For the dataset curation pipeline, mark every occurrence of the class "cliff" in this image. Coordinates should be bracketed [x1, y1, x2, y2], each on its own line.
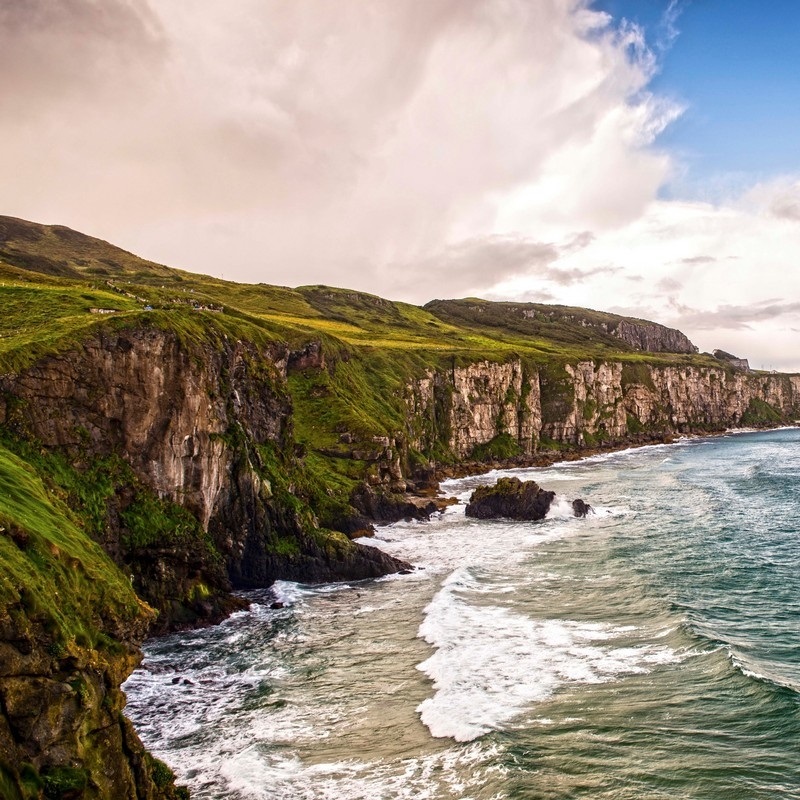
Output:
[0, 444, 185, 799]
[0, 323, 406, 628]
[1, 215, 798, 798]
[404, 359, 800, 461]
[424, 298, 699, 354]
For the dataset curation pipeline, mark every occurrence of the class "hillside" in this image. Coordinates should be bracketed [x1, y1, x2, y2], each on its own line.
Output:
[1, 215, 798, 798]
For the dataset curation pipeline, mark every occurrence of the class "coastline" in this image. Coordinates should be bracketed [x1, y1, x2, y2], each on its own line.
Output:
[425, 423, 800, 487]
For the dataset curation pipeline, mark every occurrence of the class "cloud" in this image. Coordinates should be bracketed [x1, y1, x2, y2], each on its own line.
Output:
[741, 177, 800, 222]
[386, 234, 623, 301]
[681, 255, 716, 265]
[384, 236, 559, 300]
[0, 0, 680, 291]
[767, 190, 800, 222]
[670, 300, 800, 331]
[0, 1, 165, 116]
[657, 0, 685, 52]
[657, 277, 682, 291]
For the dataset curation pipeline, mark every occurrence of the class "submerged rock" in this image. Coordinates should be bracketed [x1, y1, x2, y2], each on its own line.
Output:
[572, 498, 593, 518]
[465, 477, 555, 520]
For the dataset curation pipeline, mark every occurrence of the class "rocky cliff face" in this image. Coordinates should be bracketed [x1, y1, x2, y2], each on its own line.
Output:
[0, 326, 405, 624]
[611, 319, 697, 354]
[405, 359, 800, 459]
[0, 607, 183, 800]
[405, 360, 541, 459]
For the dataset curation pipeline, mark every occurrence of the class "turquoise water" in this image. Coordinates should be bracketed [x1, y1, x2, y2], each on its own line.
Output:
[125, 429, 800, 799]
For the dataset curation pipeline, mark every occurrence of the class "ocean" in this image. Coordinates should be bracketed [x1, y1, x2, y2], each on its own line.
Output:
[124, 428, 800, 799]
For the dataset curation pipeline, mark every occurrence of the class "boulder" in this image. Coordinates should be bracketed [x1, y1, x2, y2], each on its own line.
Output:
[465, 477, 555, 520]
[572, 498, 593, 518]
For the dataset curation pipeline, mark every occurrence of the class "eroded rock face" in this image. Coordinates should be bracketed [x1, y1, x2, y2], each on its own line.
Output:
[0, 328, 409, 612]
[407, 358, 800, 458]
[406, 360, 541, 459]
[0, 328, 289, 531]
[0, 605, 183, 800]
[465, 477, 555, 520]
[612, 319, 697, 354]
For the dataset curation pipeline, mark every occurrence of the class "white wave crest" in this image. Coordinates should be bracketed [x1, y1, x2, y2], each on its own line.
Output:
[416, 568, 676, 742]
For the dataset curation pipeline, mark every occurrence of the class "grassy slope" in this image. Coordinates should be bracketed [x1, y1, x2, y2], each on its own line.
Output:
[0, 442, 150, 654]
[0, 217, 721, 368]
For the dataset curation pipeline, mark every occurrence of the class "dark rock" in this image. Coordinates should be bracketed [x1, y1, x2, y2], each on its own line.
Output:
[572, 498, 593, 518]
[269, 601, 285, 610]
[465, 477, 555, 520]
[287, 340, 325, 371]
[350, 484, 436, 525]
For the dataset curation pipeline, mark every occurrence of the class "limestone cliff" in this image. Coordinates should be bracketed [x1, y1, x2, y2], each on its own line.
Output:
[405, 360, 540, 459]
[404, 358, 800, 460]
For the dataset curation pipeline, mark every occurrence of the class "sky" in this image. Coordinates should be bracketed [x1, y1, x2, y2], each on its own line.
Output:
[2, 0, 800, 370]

###

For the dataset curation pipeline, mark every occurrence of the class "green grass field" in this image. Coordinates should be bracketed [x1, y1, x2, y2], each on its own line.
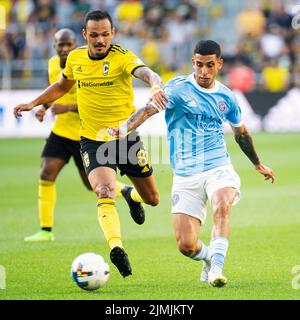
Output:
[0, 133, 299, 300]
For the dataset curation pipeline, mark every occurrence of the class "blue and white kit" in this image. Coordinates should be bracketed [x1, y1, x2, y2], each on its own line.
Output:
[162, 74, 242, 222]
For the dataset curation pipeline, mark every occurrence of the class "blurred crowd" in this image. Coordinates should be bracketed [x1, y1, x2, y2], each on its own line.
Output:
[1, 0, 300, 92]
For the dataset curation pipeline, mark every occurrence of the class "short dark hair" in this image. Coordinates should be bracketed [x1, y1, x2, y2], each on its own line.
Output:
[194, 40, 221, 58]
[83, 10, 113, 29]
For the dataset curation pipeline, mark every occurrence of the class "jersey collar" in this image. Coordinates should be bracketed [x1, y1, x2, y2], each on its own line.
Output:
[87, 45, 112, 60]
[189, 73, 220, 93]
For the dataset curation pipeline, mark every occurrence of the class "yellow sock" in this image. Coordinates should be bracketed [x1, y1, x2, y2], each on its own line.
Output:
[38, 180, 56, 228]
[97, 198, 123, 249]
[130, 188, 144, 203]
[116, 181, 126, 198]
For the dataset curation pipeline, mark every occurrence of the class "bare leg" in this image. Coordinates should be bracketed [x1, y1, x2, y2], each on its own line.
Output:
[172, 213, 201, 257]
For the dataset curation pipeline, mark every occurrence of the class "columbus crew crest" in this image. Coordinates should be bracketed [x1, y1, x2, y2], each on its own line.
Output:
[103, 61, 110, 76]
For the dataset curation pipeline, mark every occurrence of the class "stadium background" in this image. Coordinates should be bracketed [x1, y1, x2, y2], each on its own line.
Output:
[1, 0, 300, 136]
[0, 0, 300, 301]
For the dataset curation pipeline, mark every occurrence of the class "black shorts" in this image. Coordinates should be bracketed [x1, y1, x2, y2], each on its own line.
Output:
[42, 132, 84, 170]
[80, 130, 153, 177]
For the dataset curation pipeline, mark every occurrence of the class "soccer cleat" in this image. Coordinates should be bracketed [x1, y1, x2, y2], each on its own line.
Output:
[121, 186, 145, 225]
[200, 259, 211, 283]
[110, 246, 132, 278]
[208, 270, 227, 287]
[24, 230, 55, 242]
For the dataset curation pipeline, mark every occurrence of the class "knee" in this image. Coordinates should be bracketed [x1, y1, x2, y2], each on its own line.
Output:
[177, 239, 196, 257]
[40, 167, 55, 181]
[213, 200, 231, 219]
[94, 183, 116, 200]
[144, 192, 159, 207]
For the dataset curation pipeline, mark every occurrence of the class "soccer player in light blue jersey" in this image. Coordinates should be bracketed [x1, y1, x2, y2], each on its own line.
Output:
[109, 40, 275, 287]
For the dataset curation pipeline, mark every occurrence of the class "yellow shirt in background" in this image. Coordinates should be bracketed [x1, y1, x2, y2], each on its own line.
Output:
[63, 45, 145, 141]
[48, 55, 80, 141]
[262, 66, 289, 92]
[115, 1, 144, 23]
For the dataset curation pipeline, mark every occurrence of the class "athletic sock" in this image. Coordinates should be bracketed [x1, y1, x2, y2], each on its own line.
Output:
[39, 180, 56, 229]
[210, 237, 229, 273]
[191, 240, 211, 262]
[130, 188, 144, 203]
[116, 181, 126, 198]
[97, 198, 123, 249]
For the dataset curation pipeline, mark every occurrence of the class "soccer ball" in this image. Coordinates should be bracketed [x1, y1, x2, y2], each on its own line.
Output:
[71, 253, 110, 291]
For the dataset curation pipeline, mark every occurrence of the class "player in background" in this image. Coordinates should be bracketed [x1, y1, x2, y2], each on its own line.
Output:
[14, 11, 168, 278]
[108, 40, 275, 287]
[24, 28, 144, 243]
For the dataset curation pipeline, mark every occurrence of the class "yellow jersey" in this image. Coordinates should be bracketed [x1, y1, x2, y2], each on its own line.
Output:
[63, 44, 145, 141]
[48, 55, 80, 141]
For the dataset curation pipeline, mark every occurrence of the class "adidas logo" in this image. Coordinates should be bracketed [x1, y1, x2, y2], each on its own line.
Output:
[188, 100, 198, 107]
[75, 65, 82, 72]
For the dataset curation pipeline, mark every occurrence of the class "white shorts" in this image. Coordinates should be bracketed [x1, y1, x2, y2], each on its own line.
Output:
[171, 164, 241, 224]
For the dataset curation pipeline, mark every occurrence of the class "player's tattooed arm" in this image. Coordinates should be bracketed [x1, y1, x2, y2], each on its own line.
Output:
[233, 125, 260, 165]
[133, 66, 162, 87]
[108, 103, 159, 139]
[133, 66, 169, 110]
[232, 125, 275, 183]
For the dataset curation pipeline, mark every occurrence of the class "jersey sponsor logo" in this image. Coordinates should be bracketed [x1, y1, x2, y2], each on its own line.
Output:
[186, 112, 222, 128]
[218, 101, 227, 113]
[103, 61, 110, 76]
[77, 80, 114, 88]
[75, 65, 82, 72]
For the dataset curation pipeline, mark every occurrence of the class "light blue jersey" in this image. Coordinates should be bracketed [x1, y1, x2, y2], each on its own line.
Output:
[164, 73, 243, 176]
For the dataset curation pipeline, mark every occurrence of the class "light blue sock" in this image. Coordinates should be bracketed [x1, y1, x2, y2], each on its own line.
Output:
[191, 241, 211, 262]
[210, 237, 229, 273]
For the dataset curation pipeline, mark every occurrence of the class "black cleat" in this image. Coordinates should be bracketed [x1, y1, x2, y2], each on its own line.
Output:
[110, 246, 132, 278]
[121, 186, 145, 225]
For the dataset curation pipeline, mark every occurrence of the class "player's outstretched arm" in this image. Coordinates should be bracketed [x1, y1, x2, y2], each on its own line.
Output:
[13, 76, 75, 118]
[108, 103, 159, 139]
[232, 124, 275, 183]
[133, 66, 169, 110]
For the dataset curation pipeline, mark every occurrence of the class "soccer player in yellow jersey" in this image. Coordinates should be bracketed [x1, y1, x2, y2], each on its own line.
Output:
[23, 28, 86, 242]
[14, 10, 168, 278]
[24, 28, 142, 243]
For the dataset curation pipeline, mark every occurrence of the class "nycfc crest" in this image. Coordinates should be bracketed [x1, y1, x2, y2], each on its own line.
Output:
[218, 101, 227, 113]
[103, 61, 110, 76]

###

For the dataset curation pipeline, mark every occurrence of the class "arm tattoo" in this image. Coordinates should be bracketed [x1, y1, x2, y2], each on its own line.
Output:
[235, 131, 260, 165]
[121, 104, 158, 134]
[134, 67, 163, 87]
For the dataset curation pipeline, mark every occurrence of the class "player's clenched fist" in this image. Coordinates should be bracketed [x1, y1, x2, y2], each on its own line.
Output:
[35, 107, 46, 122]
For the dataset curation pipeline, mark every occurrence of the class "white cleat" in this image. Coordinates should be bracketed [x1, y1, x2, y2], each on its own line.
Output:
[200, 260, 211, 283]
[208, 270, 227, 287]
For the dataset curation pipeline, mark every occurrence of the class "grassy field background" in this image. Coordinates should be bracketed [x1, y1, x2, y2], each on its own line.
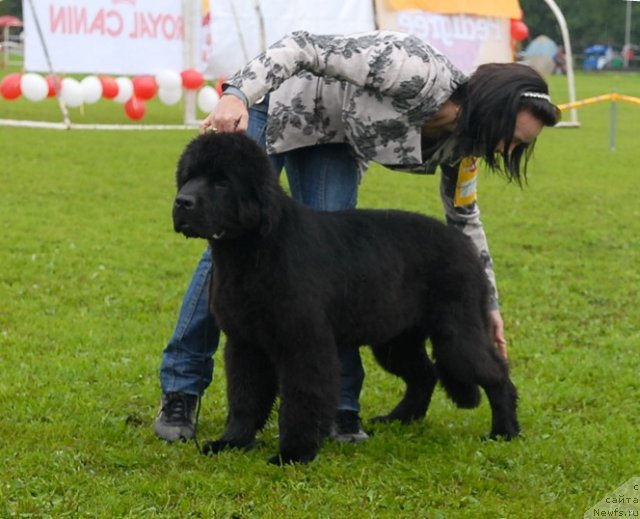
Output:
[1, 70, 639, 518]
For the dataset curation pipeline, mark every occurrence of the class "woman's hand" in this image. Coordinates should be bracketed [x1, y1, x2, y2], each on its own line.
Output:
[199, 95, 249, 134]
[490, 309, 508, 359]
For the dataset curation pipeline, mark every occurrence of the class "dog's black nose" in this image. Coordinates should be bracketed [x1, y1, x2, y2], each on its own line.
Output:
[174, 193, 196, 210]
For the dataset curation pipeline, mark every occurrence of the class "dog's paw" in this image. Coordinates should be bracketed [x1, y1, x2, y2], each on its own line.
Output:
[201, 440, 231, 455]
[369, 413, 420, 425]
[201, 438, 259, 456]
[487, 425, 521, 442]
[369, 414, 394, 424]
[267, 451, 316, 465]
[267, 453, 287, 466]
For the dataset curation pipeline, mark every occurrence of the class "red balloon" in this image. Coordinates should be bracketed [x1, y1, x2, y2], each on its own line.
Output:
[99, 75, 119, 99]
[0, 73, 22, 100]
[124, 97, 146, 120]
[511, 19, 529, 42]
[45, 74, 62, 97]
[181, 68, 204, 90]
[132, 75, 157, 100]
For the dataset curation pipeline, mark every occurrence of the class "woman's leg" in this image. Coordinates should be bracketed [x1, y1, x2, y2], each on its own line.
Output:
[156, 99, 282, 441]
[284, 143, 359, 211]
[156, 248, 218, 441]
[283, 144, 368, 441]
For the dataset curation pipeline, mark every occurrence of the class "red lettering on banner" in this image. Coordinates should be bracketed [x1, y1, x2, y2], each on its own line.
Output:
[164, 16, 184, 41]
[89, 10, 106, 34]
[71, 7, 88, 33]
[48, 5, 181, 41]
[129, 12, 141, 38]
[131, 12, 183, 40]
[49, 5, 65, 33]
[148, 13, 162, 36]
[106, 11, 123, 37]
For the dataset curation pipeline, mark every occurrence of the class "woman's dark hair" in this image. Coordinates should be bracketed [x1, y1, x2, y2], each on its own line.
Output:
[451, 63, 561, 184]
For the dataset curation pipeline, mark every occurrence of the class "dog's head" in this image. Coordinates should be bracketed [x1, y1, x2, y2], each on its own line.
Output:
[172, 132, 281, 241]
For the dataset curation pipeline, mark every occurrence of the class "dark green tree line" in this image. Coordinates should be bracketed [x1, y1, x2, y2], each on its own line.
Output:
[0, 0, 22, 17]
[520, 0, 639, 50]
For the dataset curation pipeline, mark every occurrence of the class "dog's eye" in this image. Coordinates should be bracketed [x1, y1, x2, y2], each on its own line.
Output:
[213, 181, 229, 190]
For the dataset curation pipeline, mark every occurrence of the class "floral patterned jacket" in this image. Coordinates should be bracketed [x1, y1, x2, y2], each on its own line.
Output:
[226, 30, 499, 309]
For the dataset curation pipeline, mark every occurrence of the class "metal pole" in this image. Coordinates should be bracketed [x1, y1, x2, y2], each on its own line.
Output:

###

Using the records above, filter out every line that lacks the string "grassy" and copy the rest.

ANSWER FOR THE TASK
For the dataset curation pipeline, mark every occurrence of the class "grassy slope" in this image. Coordinates should be bracketed [x1, y1, x2, y2], each on its own line.
For the dataset curation pipeline, mark every occurrence of the class "grassy field background" in this image. Coordinates should be bracketed [x1, y1, x2, y2], each on its own line.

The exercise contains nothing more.